This is a song from the rapper Fianso. In French slang, it is very common, and it was even more common for the previous generation, to use what we call verlan. It means distinguishing the syllables of a word and saying them backwards. Fianso’s name is constructed that way: his birth name is Sofiane, So-Fiane, and it became Fian-So. He is from Saint-Denis, a French city in the same region as Paris, mostly an underprivileged suburb. In the past few years Fian-So became a true idol and a ‘big brother’ figure for a large part of the French youth as well as a proven enlightened business man when it came to the French ‘rap game’. He created Le Cercle, an event where he regularly invites young and not very known rappers to a cypher. The cypher is then shared on his social media platforms: it gets the participating rappers a lot of visibility and good publicity. He has also been organizing free hip-hop festivals in lots of suburbs during the summer.

 

For a while, I was following this rapper from a far, knowing he was becoming an important figure of the hip-hop landscape but clearly not a specialist of his work. But then a friend of mine made me listen to the song Bois d’argent (it is the name of a very expensive perfume by Christian Dior), and it was a turning-point for me. For starters, the song has to be listened while watching the video of him performing at the Skyrock radio station, because the song is only one long verse and he is living it 100%. For more than 4 minutes straight, he delivers a long monologue sometimes diatribe-like about the hopelessness of life and the impossible reconciliation between the rich and the poor, generations of immigrants and French government.

▸ Information supplied
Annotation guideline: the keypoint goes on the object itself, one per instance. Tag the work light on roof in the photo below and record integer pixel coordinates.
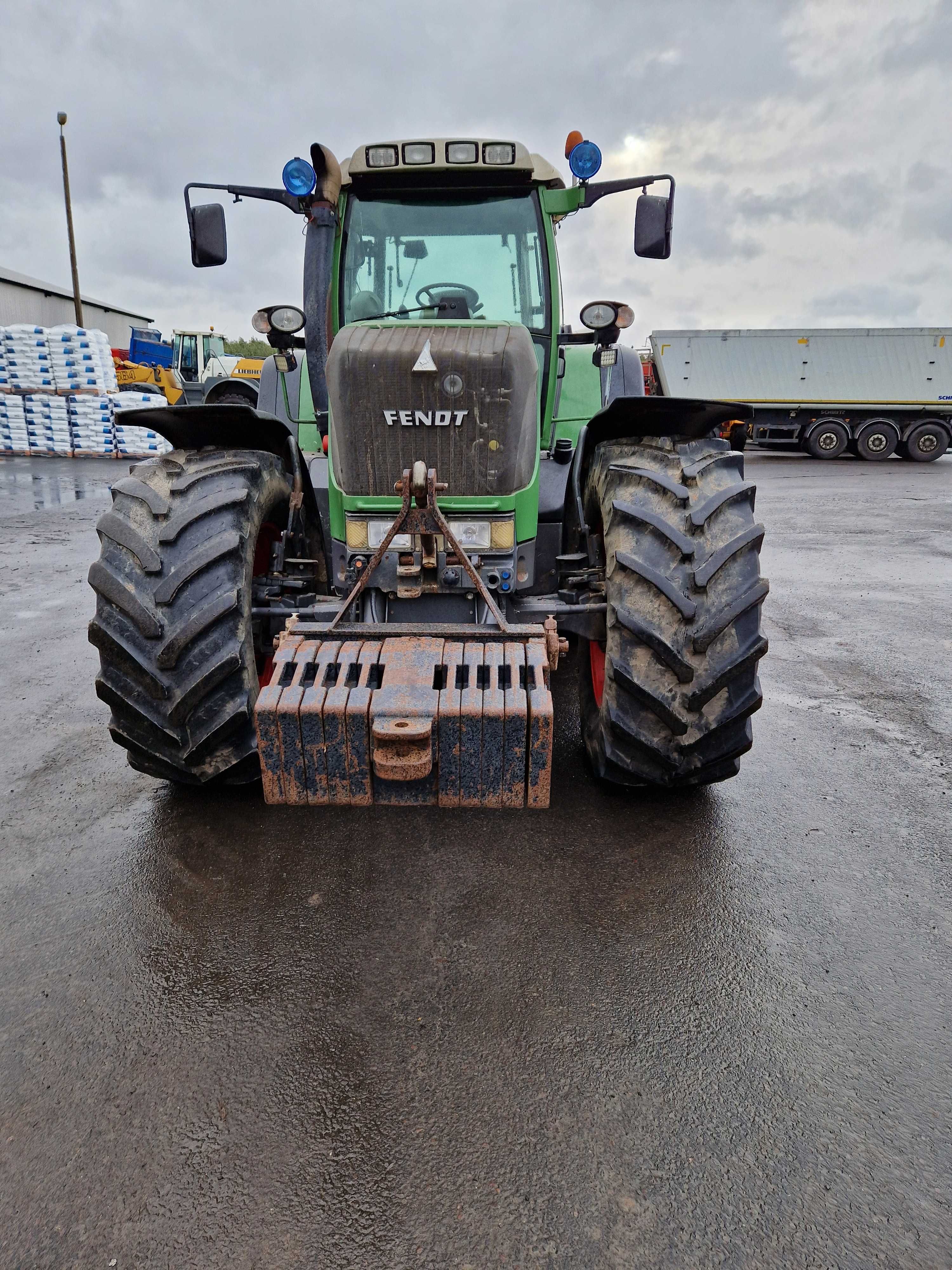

▸ Aim of the exercise
Copy out the passage above about the rapper Fianso in full, word for word.

▸ Problem solution
This is a song from the rapper Fianso. In French slang, it is very common, and it was even more common for the previous generation, to use what we call verlan. It means distinguishing the syllables of a word and saying them backwards. Fianso’s name is constructed that way: his birth name is Sofiane, So-Fiane, and it became Fian-So. He is from Saint-Denis, a French city in the same region as Paris, mostly an underprivileged suburb. In the past few years Fian-So became a true idol and a ‘big brother’ figure for a large part of the French youth as well as a proven enlightened business man when it came to the French ‘rap game’. He created Le Cercle, an event where he regularly invites young and not very known rappers to a cypher. The cypher is then shared on his social media platforms: it gets the participating rappers a lot of visibility and good publicity. He has also been organizing free hip-hop festivals in lots of suburbs during the summer.

 

For a while, I was following this rapper from a far, knowing he was becoming an important figure of the hip-hop landscape but clearly not a specialist of his work. But then a friend of mine made me listen to the song Bois d’argent (it is the name of a very expensive perfume by Christian Dior), and it was a turning-point for me. For starters, the song has to be listened while watching the video of him performing at the Skyrock radio station, because the song is only one long verse and he is living it 100%. For more than 4 minutes straight, he delivers a long monologue sometimes diatribe-like about the hopelessness of life and the impossible reconciliation between the rich and the poor, generations of immigrants and French government.